En y réfléchissant un peu, on peut penser que, dans cette pénible affaire, des hommes et des femmes sont morts en héros ou en martyrs – à chacun de choisir les mots qu'il préfère. Les tarés qui tirent à balles de guerre sur les gens au nom de leur Dieu sont persuadés de faire leur devoir avant de mourir en héros ; les policiers qui interviennent ou sont pris pour cible ont le droit de considérer qu'ils accomplissent des actes de bravoure au nom de la sécurité de la population ; les journalistes qui continuent à se moquer de tout et de tous en dépit des menaces et finissent sous les balles de terroristes peuvent eux aussi être pris pour des martyrs sacrifiés au nom de la liberté d'expression.

## [Exercices à faire]
1/ Relevez chacun des groupes de personnes que le texte sur les héros et les martyrs présente comme pouvant être considérés ainsi.
2/ D'après le texte sur les héros et les martyrs, au nom de quoi les journalistes peuvent-ils être pris pour des martyrs sacrifiés ?
3/ Poursuivez le texte sur les héros et les martyrs à la suite de sa dernière phrase.
Les enregistrements n'interviennent pas dans ce travail.

## [Données disponibles]
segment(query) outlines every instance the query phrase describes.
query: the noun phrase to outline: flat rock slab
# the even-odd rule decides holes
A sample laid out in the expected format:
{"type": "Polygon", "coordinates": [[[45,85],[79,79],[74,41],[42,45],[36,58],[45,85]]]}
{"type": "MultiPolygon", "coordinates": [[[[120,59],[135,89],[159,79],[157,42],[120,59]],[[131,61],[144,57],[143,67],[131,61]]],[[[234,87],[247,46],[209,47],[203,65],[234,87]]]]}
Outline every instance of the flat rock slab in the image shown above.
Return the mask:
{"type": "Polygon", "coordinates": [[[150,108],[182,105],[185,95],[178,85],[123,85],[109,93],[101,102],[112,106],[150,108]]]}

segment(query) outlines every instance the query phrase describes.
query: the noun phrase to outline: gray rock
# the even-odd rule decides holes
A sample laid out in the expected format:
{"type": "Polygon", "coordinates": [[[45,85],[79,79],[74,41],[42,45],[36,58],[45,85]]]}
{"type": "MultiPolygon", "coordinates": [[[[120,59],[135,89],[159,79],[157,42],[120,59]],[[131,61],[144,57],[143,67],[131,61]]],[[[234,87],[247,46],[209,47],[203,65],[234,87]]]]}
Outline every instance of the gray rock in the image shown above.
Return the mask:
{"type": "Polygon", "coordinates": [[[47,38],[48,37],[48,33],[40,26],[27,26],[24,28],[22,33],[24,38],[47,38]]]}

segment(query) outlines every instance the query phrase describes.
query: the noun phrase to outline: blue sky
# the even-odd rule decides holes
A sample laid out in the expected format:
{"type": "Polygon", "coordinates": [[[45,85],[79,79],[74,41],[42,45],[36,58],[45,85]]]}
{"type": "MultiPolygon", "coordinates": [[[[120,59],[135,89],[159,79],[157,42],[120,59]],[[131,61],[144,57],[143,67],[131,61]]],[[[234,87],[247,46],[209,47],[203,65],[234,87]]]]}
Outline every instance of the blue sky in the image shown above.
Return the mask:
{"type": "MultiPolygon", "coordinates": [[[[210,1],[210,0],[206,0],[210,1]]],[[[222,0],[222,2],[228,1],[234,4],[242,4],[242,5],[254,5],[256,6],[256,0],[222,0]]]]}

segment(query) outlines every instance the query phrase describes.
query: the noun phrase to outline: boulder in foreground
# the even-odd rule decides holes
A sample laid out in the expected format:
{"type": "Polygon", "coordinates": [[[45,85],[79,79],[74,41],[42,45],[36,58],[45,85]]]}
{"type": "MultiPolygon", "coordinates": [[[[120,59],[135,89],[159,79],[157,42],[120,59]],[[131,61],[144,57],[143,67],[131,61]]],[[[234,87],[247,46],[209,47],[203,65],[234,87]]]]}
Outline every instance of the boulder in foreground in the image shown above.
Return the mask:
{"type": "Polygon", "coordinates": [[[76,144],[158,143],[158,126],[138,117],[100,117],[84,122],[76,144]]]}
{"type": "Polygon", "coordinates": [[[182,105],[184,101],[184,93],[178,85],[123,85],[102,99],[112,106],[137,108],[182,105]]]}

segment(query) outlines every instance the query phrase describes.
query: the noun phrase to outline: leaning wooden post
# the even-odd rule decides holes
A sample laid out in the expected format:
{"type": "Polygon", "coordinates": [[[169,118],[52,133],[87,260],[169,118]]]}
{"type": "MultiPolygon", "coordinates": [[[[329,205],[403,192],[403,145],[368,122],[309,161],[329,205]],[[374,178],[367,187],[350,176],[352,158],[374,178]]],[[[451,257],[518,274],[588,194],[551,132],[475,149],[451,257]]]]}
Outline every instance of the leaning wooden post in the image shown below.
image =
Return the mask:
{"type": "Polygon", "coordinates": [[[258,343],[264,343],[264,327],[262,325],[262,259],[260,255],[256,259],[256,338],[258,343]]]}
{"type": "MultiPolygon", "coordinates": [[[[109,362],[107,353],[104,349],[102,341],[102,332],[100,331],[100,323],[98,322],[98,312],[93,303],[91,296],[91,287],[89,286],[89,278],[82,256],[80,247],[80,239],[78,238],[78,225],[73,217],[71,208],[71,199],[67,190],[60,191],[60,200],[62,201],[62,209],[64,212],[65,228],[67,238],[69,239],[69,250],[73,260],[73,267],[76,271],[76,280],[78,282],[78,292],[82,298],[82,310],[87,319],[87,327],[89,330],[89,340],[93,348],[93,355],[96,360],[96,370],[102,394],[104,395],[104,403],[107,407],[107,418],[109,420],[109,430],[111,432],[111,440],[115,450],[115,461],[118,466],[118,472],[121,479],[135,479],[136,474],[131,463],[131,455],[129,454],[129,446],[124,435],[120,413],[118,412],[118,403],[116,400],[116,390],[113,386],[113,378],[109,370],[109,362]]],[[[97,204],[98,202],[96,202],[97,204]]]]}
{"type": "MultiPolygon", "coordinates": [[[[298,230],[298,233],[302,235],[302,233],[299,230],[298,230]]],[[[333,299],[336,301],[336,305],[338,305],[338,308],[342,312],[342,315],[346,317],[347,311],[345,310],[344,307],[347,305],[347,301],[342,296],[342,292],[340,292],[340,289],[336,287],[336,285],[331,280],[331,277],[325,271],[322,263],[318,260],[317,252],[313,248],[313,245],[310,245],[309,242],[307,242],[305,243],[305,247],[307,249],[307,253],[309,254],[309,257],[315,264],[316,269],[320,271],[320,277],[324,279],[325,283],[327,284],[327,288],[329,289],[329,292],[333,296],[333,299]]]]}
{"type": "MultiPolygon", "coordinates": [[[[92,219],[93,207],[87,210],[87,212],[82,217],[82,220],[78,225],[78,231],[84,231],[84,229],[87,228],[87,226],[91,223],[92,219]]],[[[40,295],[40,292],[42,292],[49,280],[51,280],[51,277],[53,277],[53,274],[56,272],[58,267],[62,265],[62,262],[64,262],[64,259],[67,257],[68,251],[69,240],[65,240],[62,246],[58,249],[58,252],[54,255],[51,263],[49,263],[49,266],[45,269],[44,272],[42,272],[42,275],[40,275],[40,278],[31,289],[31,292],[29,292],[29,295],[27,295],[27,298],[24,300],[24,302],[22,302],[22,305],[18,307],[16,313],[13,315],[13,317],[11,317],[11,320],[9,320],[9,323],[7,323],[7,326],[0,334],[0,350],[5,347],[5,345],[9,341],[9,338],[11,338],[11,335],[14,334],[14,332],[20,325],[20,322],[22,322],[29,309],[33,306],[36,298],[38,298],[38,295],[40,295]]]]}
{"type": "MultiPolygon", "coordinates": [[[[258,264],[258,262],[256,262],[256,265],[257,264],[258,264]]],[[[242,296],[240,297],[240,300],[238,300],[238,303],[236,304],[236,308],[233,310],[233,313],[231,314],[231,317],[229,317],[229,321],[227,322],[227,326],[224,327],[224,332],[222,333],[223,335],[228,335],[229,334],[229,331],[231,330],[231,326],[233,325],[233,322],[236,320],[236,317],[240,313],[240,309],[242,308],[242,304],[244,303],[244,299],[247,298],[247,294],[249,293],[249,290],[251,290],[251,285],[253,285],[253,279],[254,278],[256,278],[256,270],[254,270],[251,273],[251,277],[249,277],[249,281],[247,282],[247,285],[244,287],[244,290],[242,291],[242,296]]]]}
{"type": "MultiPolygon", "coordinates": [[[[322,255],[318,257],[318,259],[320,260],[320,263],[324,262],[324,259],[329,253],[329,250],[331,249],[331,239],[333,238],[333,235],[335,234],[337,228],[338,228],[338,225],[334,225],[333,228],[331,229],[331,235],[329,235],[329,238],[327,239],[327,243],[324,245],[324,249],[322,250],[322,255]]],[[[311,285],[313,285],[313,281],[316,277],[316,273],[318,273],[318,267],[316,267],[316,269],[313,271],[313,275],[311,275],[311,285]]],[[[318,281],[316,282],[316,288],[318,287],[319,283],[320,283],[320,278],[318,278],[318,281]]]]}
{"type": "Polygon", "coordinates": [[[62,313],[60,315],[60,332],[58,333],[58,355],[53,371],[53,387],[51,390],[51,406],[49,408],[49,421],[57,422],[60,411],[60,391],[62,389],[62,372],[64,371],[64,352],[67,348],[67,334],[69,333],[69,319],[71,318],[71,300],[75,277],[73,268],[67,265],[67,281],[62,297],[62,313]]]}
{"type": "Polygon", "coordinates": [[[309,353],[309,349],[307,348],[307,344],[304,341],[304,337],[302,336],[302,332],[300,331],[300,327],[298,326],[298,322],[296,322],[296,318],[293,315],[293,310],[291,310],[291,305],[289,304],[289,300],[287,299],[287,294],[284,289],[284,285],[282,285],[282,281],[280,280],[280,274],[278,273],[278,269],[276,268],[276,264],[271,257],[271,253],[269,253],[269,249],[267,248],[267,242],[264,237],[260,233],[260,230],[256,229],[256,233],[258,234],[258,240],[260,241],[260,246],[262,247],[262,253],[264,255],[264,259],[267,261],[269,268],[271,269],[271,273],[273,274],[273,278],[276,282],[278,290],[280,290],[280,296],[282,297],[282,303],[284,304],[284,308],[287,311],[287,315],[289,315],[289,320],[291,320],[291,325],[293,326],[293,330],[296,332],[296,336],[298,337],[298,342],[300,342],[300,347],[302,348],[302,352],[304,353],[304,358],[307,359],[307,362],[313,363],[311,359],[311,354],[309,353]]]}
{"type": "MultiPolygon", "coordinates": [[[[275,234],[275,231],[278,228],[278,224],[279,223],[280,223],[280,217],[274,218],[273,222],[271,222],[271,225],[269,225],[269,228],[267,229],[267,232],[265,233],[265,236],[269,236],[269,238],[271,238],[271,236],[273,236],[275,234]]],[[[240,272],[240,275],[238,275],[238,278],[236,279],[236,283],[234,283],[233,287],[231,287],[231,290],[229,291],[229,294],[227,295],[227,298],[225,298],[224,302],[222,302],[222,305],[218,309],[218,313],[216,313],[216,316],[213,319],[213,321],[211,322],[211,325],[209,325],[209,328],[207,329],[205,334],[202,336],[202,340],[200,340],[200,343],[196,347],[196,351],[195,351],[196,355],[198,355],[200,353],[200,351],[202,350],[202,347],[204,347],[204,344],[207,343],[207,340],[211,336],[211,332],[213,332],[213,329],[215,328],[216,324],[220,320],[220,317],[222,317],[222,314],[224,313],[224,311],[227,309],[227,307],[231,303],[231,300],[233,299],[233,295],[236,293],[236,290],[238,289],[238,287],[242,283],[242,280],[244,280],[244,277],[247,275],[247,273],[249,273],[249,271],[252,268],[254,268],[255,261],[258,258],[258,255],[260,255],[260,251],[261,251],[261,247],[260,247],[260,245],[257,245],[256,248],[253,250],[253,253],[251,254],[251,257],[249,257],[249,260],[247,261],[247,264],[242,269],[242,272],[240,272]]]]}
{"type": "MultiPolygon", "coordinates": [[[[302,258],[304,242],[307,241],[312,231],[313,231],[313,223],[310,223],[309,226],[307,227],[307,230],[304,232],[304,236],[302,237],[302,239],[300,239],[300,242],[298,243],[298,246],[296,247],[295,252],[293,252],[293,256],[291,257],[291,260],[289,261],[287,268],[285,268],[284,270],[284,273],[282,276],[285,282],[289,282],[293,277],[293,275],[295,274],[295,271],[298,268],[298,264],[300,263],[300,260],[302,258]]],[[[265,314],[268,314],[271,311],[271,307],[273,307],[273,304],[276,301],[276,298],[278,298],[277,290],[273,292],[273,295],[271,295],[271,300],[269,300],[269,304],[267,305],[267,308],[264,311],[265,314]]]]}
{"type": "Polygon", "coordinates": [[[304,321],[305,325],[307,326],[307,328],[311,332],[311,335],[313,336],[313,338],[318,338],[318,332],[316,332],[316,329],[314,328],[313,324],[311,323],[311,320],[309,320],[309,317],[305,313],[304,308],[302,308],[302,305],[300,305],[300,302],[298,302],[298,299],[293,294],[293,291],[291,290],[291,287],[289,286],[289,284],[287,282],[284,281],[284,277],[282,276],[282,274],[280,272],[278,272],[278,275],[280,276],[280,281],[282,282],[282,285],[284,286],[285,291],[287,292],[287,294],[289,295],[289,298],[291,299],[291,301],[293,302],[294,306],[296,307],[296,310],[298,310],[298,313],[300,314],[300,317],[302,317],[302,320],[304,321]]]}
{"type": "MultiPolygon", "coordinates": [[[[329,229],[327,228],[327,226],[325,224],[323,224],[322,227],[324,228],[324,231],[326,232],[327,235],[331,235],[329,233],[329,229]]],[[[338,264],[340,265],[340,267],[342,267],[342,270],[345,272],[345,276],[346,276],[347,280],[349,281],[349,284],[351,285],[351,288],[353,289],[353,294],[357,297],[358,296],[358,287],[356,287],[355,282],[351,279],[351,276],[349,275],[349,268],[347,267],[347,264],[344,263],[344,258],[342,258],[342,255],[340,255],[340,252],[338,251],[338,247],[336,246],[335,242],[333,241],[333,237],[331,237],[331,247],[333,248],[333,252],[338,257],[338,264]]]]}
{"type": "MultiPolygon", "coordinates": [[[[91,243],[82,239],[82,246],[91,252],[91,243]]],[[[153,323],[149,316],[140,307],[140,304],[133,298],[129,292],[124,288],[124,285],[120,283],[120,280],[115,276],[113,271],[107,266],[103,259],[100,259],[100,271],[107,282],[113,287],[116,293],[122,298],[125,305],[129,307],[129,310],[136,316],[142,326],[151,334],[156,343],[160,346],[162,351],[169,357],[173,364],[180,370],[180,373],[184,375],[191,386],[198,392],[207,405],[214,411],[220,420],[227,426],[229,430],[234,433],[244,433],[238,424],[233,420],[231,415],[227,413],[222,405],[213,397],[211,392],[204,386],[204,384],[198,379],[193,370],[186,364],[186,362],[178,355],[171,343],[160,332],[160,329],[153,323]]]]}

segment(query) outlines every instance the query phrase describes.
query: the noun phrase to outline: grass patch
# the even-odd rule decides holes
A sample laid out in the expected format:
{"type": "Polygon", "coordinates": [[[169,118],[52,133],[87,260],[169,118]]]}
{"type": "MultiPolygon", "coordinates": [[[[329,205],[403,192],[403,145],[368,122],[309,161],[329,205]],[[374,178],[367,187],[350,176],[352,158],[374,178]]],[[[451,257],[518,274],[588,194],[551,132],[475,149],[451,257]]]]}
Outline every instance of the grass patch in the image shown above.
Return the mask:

...

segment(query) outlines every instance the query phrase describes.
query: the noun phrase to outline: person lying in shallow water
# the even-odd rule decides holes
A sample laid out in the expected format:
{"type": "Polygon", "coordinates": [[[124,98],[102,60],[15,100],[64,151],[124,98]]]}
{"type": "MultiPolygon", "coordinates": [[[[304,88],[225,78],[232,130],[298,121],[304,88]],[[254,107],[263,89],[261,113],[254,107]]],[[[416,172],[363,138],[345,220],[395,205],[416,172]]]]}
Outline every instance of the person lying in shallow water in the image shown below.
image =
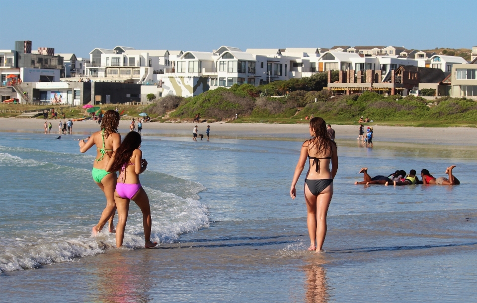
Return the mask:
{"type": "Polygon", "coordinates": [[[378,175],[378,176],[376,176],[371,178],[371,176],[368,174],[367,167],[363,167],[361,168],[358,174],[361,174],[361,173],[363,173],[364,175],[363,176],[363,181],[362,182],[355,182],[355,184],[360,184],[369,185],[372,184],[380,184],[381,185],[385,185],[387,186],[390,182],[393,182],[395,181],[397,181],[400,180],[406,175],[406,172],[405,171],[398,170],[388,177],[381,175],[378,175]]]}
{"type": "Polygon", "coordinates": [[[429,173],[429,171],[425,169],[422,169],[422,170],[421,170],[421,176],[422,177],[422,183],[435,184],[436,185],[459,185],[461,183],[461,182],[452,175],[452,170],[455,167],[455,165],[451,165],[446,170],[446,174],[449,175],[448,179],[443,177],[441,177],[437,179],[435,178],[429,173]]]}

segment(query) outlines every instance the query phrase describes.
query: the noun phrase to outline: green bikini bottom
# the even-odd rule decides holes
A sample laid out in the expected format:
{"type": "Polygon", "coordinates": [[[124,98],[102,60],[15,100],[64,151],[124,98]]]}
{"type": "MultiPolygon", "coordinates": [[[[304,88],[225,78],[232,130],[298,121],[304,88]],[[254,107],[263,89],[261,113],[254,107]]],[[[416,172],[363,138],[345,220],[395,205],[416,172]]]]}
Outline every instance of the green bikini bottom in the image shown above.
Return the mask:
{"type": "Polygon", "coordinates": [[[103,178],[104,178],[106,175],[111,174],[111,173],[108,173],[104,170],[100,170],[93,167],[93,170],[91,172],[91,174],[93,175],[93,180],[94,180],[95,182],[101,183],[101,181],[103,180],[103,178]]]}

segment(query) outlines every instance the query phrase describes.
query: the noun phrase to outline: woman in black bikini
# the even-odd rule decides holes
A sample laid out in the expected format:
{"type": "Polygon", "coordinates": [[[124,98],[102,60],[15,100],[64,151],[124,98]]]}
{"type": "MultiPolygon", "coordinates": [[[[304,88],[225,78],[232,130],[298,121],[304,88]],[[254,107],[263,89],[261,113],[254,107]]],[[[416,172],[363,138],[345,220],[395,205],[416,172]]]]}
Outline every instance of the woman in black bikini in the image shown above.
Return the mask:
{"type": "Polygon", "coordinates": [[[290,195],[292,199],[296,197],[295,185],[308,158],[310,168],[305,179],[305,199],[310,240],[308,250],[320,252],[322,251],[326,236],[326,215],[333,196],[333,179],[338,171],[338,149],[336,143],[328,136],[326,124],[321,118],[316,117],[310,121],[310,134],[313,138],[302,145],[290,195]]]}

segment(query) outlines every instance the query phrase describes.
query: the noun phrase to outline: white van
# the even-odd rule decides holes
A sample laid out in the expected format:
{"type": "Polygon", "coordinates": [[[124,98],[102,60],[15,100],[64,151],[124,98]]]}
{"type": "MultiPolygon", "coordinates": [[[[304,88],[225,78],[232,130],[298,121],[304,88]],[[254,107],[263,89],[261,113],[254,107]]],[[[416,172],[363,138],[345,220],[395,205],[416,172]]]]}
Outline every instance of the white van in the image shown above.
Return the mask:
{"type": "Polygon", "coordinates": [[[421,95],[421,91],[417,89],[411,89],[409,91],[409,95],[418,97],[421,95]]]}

## [Corrigé des exercices]
1/
- Les tarés qui tirent à balles de guerre sur les gens au nom de leur Dieu
- Les policiers qui interviennent ou sont pris pour cible
- Les journalistes qui continuent à se moquer de tout et de tous en dépit des menaces

2/ Au nom de la liberté d'expression.

3/
Tout le monde devrait être content, en réalité, parce que quand on songe que tous ces gens auraient pu mourir plus tard, dans leur lit, comme des êtres ordinaires... on se dit qu'ils auraient seulement eu droit, pour certains, à quelques lignes dans les journaux, à un entrefilet dans les médias, à une petite émission rétrospective ou à une exposition commémorative dans le meilleur des cas ; quant aux autres, ils seraient morts dans l'indifférence générale et auraient été ensevelis un jour de pluie dans un vague cimetière de province en présence d'une poignée de proches vêtus de sombre et aux yeux baissés sur le bout de leurs chaussures. On serait bien loin, dans tous les cas, de la journée de deuil national.


(Edit : Comme un lecteur me le fait justement remarquer, je suis moi aussi bête et méchant, dans le paragraphe ci-dessus. Et je suis, moi aussi, comme j'en parle ci-après, généreux en contradictions. Mon but n'était pas de me moquer des malheureuses victimes des attentats, ni de choquer qui que ce soit. Si c'est le cas, je vous prie de bien vouloir m'en excuser.)


Nous vivons une époque formidable.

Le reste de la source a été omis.